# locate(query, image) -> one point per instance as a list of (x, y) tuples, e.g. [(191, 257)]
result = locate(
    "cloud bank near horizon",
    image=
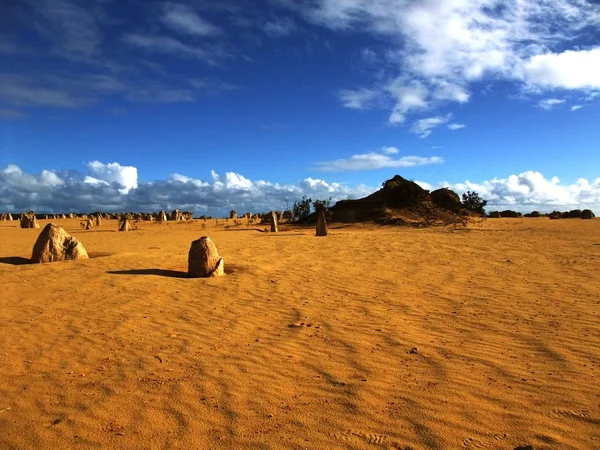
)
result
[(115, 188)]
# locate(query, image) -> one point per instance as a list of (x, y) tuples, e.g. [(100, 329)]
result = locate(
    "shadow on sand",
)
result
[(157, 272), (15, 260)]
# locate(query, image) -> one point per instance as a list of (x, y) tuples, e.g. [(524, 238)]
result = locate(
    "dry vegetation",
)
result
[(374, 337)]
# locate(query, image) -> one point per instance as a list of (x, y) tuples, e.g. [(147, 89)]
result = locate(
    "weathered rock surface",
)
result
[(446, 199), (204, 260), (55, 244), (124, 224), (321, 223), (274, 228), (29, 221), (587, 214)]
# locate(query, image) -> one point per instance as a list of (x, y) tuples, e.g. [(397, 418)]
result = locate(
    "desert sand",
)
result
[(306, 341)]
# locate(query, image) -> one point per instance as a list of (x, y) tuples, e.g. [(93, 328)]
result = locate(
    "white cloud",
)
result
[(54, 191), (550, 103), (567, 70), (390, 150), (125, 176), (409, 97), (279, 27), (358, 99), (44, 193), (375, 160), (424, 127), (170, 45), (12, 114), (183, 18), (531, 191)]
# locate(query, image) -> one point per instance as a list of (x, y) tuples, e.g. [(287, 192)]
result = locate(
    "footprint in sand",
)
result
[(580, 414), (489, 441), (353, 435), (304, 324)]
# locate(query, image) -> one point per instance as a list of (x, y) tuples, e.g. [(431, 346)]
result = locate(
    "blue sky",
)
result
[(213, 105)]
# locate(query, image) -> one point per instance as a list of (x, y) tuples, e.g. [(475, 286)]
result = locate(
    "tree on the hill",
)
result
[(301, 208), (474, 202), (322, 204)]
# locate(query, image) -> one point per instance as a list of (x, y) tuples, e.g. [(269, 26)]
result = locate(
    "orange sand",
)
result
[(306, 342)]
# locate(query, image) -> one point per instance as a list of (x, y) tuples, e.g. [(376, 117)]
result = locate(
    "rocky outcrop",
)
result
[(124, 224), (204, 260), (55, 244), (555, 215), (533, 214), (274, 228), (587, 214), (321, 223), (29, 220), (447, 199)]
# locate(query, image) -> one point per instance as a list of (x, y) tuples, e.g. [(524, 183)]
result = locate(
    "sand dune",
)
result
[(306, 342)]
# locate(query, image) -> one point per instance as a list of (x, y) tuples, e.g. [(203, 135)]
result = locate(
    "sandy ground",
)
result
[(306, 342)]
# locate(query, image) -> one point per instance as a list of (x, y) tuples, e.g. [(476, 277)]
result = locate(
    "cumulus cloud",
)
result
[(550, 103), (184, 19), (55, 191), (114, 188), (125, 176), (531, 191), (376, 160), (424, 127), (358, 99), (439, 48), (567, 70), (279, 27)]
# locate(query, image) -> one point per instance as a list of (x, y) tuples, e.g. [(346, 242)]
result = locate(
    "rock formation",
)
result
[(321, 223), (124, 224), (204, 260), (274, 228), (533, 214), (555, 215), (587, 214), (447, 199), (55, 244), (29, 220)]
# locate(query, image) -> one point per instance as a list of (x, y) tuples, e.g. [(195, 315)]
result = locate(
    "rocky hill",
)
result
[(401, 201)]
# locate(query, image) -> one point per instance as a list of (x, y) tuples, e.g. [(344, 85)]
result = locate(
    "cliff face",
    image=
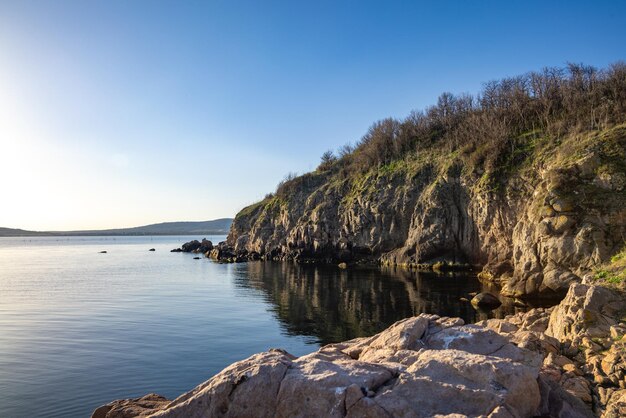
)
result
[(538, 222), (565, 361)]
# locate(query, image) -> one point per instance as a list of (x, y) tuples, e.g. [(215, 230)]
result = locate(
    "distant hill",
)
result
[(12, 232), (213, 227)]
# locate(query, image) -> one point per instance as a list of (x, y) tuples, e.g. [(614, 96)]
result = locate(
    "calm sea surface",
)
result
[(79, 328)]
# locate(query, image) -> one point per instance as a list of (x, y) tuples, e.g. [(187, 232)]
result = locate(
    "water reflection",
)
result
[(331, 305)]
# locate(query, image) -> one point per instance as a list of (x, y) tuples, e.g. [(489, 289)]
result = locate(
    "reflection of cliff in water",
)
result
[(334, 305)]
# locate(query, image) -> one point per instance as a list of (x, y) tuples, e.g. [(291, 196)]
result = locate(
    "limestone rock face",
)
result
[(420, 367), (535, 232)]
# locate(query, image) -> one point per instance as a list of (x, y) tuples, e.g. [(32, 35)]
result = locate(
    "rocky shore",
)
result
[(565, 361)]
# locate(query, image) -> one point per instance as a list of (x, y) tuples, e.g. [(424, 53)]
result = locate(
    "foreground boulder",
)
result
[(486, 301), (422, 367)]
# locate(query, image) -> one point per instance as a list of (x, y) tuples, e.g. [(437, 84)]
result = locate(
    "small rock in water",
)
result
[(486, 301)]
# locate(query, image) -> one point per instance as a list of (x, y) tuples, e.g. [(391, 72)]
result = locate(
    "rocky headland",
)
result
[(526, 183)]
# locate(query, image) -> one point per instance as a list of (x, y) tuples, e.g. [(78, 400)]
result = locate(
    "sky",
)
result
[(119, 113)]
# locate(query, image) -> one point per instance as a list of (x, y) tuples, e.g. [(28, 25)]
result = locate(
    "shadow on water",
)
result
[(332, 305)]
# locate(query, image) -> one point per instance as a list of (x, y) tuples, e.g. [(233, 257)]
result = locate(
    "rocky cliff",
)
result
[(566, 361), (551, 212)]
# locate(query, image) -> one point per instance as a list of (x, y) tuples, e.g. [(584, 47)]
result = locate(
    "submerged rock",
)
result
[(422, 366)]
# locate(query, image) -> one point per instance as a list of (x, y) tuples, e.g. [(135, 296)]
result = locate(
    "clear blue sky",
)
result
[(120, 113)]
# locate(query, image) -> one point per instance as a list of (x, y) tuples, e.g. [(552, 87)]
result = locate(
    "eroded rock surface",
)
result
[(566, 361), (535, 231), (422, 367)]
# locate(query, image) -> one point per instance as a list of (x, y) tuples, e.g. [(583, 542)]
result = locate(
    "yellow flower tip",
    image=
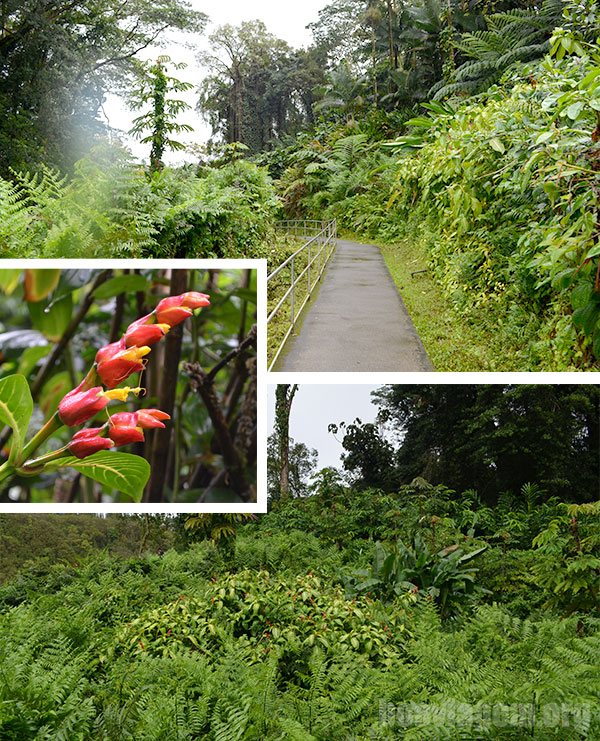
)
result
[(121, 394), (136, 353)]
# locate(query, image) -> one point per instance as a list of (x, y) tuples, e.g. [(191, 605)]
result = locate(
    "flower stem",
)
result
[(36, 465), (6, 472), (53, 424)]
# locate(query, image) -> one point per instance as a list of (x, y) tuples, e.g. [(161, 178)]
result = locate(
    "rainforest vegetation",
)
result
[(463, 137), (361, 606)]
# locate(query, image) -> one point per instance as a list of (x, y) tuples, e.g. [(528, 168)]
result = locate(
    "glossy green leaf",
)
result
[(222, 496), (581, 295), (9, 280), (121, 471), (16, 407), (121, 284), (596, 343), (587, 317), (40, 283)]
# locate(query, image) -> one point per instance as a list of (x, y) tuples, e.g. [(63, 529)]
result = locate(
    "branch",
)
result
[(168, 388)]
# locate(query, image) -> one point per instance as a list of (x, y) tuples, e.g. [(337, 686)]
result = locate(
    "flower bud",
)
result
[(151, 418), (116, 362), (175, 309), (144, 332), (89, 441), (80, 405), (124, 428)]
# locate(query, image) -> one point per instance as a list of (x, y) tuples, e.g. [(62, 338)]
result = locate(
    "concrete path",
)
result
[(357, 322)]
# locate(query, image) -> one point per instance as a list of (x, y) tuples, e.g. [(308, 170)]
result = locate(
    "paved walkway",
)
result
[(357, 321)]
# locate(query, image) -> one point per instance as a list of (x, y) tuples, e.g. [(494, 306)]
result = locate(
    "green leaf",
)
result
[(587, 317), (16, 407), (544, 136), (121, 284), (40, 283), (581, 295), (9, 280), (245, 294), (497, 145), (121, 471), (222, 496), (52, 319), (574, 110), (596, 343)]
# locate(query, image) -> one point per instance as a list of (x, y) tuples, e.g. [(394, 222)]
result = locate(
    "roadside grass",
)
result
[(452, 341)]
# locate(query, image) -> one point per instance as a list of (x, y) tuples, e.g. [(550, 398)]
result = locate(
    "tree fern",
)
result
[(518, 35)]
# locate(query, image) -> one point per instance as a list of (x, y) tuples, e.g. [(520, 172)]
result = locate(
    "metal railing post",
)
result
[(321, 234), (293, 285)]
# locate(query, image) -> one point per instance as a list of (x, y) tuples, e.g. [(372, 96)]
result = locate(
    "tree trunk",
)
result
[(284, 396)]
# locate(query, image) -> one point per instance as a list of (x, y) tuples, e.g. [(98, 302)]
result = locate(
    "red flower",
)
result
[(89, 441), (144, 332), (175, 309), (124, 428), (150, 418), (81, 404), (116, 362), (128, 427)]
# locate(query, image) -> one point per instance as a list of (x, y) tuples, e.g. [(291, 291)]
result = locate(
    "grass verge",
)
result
+--
ACTION ITEM> Within the data above, find the lines that contain the word "rocky" and copy each of them.

WRITTEN RESPONSE>
    "rocky outcrop",
    "rocky hill",
    "rocky shore",
    "rocky headland",
    "rocky cliff",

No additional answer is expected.